Stored records |
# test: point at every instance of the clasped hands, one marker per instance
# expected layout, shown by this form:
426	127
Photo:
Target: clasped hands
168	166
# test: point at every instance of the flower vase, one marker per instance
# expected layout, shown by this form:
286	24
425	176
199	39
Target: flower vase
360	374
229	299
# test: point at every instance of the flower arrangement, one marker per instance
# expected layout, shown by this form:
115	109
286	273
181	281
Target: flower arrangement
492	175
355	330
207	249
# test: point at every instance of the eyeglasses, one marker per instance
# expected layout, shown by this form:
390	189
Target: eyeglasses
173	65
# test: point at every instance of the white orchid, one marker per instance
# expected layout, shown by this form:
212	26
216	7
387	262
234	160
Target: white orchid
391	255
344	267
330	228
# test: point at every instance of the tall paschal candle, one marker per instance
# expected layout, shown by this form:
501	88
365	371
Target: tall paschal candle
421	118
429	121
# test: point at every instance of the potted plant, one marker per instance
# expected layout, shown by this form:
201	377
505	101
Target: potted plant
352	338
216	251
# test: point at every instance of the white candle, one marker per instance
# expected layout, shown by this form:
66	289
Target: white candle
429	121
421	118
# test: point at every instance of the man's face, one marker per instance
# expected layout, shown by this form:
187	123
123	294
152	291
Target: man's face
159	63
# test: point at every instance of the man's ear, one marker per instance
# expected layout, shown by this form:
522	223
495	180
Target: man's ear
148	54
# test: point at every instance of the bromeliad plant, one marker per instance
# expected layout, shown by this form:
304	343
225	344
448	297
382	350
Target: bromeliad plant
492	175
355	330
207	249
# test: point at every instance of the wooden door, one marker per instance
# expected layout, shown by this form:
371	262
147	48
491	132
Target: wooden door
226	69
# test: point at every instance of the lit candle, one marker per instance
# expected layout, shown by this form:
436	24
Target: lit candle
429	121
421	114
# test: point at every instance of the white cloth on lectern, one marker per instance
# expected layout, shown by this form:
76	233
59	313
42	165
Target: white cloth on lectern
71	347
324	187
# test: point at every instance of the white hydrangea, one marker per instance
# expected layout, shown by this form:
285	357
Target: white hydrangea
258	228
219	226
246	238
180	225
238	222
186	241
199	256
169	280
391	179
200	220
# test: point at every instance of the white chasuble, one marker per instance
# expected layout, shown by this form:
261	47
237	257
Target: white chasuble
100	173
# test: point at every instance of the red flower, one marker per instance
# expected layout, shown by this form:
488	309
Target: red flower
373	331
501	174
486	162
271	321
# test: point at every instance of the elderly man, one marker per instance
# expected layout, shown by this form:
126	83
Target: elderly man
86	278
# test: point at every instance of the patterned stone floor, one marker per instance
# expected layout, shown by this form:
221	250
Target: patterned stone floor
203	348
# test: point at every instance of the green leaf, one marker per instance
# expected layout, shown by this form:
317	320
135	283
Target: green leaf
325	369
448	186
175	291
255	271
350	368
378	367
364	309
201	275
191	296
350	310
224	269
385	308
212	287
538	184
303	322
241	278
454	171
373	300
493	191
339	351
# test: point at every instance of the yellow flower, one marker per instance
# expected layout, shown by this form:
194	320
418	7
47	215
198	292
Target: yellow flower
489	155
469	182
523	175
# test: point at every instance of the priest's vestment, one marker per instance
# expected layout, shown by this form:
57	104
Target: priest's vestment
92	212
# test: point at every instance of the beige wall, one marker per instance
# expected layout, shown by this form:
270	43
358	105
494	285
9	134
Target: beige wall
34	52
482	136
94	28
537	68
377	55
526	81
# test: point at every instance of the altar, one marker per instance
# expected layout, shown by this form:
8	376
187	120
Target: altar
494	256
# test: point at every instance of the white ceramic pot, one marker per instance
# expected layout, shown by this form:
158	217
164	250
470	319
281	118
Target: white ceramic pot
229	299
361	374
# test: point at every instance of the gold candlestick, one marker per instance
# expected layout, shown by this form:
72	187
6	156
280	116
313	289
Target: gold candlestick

Goal |
Lay out the lines of the data from the one containing "# test: point at every instance of the altar, one" through the end of the data, both included, as a numbered list, leaving out any blank lines.

Problem solution |
1. # test: point at every instance of the altar, one marker per instance
2. # expected layout, shown by this form:
3. 8	376
4. 187	120
5. Target: altar
6. 494	256
7. # test: point at every instance of the white ceramic pot, one marker per instance
8. # expected layout, shown by this form:
9. 158	217
10. 164	250
11. 470	319
12. 281	118
13. Target: white ceramic pot
14. 229	299
15. 361	374
16. # test: point at every instance of the gold candlestick, one marker per instance
17. # expected layout, shown by this form:
18. 72	187
19. 6	156
20. 280	116
21. 313	289
22. Target: gold candlestick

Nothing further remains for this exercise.